◆ Given request ◆
Return every line of the data below without any change, but leave out the pictures.

#### Given data

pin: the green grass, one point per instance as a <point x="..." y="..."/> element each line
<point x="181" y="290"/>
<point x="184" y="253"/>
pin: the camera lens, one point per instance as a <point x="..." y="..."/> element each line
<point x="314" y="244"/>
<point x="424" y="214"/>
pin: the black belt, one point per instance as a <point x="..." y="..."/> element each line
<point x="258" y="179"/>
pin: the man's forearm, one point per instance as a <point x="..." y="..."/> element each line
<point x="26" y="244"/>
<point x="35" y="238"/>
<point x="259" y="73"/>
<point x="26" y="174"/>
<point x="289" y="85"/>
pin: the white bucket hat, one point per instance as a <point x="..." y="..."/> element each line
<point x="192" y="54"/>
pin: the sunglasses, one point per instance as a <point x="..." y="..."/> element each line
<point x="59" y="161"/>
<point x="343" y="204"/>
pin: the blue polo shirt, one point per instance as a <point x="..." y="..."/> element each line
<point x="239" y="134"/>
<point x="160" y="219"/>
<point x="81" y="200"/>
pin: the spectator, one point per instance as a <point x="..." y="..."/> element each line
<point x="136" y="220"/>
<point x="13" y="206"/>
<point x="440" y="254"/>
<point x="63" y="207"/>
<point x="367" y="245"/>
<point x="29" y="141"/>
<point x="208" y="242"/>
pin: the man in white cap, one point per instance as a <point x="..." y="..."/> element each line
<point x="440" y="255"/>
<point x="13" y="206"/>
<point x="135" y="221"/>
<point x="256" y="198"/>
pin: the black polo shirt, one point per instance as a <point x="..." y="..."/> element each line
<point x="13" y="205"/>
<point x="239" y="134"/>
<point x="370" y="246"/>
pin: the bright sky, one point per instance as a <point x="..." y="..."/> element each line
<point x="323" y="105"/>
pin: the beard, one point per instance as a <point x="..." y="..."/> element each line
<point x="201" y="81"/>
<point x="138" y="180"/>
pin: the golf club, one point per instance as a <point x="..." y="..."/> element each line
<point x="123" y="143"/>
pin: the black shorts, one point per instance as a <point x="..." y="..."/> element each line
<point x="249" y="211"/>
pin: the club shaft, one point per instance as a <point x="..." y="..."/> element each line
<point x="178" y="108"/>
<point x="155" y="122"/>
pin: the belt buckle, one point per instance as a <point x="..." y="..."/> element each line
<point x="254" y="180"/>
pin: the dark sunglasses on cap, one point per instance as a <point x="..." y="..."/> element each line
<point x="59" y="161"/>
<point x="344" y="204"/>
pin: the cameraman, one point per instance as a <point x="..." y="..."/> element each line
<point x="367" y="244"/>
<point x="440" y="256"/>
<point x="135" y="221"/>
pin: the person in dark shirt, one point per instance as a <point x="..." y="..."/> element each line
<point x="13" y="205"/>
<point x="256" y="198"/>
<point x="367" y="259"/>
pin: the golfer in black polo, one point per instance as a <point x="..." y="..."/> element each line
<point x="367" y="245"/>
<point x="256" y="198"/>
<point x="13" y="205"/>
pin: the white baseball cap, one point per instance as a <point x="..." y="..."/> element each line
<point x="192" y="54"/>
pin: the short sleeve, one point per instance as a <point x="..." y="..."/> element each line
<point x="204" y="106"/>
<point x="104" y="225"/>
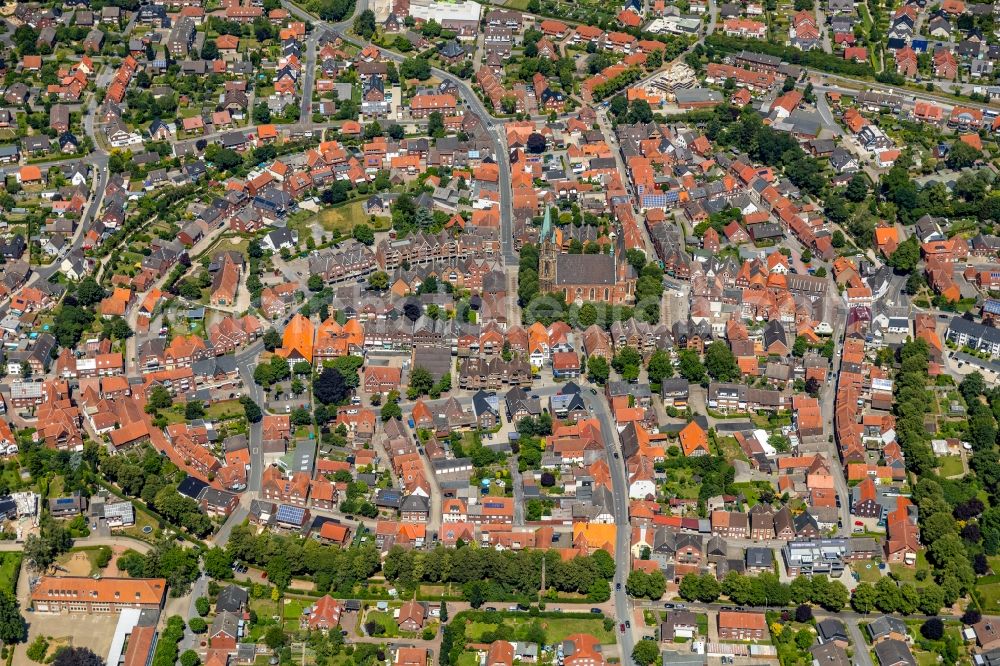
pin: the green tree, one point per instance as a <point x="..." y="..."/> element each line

########

◆ Worked solution ◆
pin: the green grass, one point per instance as a <point x="..." y="..."/> element each line
<point x="181" y="290"/>
<point x="184" y="253"/>
pin: the camera lens, one point per instance as a <point x="..." y="..."/> element each line
<point x="314" y="244"/>
<point x="424" y="214"/>
pin: the black belt, one point per instance as a <point x="..." y="..."/> element each line
<point x="258" y="179"/>
pin: the man's forearm, one point per instance as a <point x="..." y="..."/> element each line
<point x="26" y="244"/>
<point x="35" y="238"/>
<point x="259" y="73"/>
<point x="26" y="174"/>
<point x="289" y="85"/>
pin: the white bucket hat, one point per instance as a <point x="..." y="..."/> element each line
<point x="192" y="54"/>
pin: the sunglasses, one point per instance as a <point x="..." y="..."/> element each line
<point x="59" y="161"/>
<point x="343" y="204"/>
pin: the blue polo shirt, one point per instance as a <point x="..." y="..."/> element each line
<point x="239" y="134"/>
<point x="160" y="219"/>
<point x="81" y="200"/>
pin: the spectator, one point per instance as a <point x="..." y="..."/> element each line
<point x="136" y="220"/>
<point x="13" y="206"/>
<point x="440" y="254"/>
<point x="63" y="207"/>
<point x="367" y="245"/>
<point x="29" y="141"/>
<point x="208" y="242"/>
pin: the man in white cap, one point per instance as a <point x="..." y="..."/> element each line
<point x="440" y="255"/>
<point x="13" y="206"/>
<point x="135" y="221"/>
<point x="256" y="198"/>
pin: the black polo shirt, one point per instance as a <point x="..." y="..."/> element each line
<point x="13" y="205"/>
<point x="239" y="134"/>
<point x="370" y="246"/>
pin: the bright sky, one point per instance as a <point x="..." y="..."/> element each line
<point x="323" y="105"/>
pin: the beard, one point per instance as a <point x="..." y="..."/> element each line
<point x="201" y="81"/>
<point x="138" y="180"/>
pin: the golf club, one point per instance as a <point x="..." y="..."/> element each line
<point x="123" y="143"/>
pin: the black shorts, one point per instance as a <point x="..." y="..."/> element each line
<point x="249" y="211"/>
pin: the club shaft, one point per instance as a <point x="..." y="..."/> element each line
<point x="178" y="108"/>
<point x="155" y="122"/>
pin: the belt buckle, one point per instance as a <point x="..." y="..."/> element each line
<point x="254" y="180"/>
pin: the dark sunglasses on cap, one point per instance as a <point x="..." y="..."/> element each line
<point x="59" y="161"/>
<point x="344" y="204"/>
pin: the cameraman, one point per instance as a <point x="..." y="..."/> element each line
<point x="367" y="244"/>
<point x="440" y="256"/>
<point x="135" y="221"/>
pin: the person in dark shirt, one point per instance as a <point x="..." y="..."/> element each line
<point x="13" y="205"/>
<point x="256" y="198"/>
<point x="367" y="259"/>
pin: the golfer in black polo, one point per instance as a <point x="..." y="..."/> element each line
<point x="367" y="245"/>
<point x="256" y="198"/>
<point x="13" y="205"/>
pin: the white baseball cap, one point per instance as a <point x="..." y="..."/> element each line
<point x="192" y="54"/>
pin: the short sleeve, one point per instance as a <point x="..." y="..."/> element each line
<point x="204" y="106"/>
<point x="104" y="225"/>
pin: the green tree, one point per instance as a <point x="..." y="..."/> element each line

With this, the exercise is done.